(PASSAGE):
------
Revenue growth, according to corporate annual reports reviewed by ICIJ, has tracked with the companies' overseas expansion. Vivendi Universal, the parent of Vivendi Environnement, reported earning over $5 billion in water-related revenue in 1990; by 2002 that had increased to over $12 billion. RWE, which moved into the world water market with its acquisition of Britain's Thames Water, increased its water revenue a whopping 9,786 percent – from $25 million in 1990 to $2.5 billion in fiscal 2002.


Undoubtably, an audience as information savvy as ATS is well aware of the Bolivia-Bechtel scandal...


But the private companies are increasingly running up against strong opposition because of the vital nature of water itself and the politics that swirl around it. The most famous example of this is the privatization in Cochabamba, Bolivia. After Aguas del Tunari, a consortium jointly owned by Bechtel and United Utilities, took control of the city's waterworks in 1999 without any contract bidding, the company announced water rate increases of up to 150 percent. Manager Geoffrey Thorpe threatened to cut off people's water if they didn't pay.

The contract gave the company control over ground water and allowed it to close down people's private wells unless they paid Aguas del Tunari for the water. Union leader Oscar Olivera said: "They wanted to privatize the rain." When protests erupted throughout the city of 450,000 in 2000, police and army troops were called in. They killed two people. The government reacted by cancelling the concession. Aguas del Tunari is suing the Bolivian government claiming losses of a reported $25 million, although Bechtel has stated that it has not put a number on its claim. The suit is before the International Center for the Settlement of Investment Disputes, an organization of the World Bank Group.
------
(EXTRACTED INFORMATION):
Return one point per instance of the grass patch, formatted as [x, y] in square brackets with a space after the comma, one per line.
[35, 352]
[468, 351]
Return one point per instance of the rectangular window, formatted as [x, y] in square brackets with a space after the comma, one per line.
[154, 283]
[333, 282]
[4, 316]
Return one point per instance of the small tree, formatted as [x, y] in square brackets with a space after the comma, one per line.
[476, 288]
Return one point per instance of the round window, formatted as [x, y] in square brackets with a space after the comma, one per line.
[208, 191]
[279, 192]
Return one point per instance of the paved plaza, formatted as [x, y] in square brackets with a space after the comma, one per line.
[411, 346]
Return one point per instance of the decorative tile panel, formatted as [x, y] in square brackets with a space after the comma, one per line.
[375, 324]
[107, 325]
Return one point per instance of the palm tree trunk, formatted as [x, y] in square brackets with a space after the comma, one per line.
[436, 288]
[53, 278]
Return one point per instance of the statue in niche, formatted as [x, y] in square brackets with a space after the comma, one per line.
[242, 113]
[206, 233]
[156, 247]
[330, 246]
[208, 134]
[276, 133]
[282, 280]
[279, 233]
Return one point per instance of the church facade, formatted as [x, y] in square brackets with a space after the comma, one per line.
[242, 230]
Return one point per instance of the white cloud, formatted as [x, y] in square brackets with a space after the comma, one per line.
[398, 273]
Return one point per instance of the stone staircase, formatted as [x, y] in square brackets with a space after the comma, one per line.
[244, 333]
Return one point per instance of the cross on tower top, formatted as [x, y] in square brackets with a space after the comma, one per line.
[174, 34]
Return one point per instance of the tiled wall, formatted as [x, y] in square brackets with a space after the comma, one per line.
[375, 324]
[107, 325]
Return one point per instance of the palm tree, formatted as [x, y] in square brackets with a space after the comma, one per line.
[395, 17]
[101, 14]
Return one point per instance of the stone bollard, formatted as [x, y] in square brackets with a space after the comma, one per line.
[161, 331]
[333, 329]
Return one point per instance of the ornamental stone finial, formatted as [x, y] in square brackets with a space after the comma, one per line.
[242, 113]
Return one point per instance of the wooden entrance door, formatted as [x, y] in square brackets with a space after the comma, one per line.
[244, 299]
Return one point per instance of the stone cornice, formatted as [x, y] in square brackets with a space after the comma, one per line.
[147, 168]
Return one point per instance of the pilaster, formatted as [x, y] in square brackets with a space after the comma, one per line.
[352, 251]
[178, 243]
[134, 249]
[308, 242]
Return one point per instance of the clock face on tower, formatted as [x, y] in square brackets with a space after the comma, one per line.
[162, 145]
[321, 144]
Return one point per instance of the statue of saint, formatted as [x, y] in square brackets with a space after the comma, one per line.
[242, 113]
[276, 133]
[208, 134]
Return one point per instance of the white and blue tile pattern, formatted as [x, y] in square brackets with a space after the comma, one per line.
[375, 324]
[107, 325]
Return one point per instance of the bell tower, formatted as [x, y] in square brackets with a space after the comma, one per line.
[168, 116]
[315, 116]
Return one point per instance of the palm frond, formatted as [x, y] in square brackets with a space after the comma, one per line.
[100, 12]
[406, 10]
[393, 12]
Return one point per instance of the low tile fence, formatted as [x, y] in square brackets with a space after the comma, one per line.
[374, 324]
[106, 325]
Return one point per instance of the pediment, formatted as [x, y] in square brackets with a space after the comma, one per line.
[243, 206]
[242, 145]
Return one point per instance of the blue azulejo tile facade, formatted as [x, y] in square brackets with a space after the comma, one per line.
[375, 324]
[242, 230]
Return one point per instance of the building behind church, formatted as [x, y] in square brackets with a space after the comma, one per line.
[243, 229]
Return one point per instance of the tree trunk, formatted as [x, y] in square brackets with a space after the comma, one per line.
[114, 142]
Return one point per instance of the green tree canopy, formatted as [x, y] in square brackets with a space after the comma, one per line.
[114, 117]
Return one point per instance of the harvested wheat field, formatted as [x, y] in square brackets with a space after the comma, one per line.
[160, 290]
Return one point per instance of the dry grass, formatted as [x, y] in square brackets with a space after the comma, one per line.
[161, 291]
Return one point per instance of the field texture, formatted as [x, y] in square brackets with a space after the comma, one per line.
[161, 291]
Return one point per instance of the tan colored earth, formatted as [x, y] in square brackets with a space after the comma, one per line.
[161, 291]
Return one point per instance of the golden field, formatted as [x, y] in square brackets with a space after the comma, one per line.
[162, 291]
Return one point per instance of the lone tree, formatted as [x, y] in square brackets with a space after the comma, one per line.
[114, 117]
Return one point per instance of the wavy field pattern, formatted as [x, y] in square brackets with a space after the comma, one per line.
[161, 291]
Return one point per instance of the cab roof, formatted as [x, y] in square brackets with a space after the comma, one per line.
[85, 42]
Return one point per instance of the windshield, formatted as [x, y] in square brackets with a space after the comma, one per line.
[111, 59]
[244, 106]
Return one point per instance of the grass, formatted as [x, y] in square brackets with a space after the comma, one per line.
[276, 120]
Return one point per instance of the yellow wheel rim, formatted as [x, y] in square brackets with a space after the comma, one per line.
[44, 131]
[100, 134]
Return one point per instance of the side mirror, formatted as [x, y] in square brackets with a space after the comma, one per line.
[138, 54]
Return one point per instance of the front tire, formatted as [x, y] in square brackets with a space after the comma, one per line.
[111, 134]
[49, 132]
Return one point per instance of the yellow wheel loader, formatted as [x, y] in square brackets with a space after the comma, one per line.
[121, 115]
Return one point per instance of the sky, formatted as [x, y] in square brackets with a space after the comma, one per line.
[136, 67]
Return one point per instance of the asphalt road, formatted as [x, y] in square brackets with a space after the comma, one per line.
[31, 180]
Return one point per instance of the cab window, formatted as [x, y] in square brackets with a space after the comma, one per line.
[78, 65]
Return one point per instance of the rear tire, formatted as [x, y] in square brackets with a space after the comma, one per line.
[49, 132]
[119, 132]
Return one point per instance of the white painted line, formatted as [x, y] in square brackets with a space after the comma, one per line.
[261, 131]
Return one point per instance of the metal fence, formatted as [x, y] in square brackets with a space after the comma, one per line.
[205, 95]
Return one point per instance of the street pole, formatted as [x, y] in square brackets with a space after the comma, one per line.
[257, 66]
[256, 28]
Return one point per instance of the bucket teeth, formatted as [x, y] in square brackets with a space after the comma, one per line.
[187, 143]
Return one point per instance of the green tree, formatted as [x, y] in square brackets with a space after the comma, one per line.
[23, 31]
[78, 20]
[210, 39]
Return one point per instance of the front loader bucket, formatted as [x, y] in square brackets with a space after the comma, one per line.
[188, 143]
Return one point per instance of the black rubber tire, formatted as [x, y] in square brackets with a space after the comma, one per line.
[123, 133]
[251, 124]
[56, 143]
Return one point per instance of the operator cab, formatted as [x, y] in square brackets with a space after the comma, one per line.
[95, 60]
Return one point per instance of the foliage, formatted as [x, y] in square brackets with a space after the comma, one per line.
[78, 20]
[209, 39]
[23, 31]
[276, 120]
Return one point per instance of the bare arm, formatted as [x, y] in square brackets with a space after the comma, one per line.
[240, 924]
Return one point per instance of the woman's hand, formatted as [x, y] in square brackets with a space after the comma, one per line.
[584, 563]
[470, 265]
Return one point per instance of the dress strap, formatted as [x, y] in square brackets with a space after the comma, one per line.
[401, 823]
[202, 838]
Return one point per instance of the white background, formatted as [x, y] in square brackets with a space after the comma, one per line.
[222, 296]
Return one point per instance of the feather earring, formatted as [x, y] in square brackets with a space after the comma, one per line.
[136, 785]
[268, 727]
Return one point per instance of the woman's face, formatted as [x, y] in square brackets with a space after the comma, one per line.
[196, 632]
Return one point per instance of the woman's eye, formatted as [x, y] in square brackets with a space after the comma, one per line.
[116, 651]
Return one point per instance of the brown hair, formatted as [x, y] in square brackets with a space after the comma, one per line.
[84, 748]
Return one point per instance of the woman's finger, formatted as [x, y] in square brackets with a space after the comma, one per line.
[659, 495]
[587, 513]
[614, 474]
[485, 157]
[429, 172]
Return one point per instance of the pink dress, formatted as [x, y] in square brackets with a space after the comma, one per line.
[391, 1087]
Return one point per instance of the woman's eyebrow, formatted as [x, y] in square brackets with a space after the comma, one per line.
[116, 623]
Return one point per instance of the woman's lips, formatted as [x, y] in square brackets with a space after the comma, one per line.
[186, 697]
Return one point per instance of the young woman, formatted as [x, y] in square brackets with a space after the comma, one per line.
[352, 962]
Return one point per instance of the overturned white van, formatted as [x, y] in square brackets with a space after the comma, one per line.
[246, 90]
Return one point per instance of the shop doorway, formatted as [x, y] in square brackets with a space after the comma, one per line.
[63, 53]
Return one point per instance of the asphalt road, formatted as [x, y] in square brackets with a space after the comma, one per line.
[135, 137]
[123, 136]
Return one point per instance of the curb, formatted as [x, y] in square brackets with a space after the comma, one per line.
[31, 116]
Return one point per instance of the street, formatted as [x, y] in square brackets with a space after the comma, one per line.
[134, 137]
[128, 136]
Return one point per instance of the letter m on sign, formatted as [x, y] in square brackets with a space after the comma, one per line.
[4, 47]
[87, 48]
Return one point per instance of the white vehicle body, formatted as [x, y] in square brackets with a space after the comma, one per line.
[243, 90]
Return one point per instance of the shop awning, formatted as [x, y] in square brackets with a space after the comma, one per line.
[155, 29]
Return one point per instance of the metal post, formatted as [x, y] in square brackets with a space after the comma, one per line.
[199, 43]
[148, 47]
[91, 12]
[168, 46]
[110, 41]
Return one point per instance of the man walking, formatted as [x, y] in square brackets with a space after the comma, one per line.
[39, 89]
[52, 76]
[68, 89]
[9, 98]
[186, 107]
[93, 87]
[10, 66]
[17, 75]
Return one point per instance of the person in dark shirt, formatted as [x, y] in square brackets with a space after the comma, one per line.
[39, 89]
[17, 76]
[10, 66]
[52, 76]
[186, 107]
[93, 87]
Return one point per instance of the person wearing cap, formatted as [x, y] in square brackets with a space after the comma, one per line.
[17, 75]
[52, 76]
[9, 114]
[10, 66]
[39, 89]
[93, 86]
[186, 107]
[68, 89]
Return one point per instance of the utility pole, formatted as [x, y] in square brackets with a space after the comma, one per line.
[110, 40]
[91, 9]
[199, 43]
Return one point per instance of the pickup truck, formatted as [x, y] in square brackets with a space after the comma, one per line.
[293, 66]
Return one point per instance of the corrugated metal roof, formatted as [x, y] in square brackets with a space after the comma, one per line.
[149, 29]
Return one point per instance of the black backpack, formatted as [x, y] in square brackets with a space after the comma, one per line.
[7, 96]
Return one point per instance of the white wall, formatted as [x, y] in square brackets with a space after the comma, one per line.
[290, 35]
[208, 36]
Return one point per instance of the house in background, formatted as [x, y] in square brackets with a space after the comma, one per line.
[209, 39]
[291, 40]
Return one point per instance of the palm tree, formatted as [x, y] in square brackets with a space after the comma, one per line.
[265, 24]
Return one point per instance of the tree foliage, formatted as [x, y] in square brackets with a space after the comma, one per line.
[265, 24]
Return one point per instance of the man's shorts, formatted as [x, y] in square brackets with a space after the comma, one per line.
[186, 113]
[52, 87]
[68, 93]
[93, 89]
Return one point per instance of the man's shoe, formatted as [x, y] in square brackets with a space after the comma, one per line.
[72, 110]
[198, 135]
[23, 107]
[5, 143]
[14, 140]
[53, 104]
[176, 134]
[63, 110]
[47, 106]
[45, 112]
------
(EXERCISE PROMPT): Retype the water privatization passage word for word from "The contract gave" to "World Bank Group.".

(REPLY):
The contract gave the company control over ground water and allowed it to close down people's private wells unless they paid Aguas del Tunari for the water. Union leader Oscar Olivera said: "They wanted to privatize the rain." When protests erupted throughout the city of 450,000 in 2000, police and army troops were called in. They killed two people. The government reacted by cancelling the concession. Aguas del Tunari is suing the Bolivian government claiming losses of a reported $25 million, although Bechtel has stated that it has not put a number on its claim. The suit is before the International Center for the Settlement of Investment Disputes, an organization of the World Bank Group.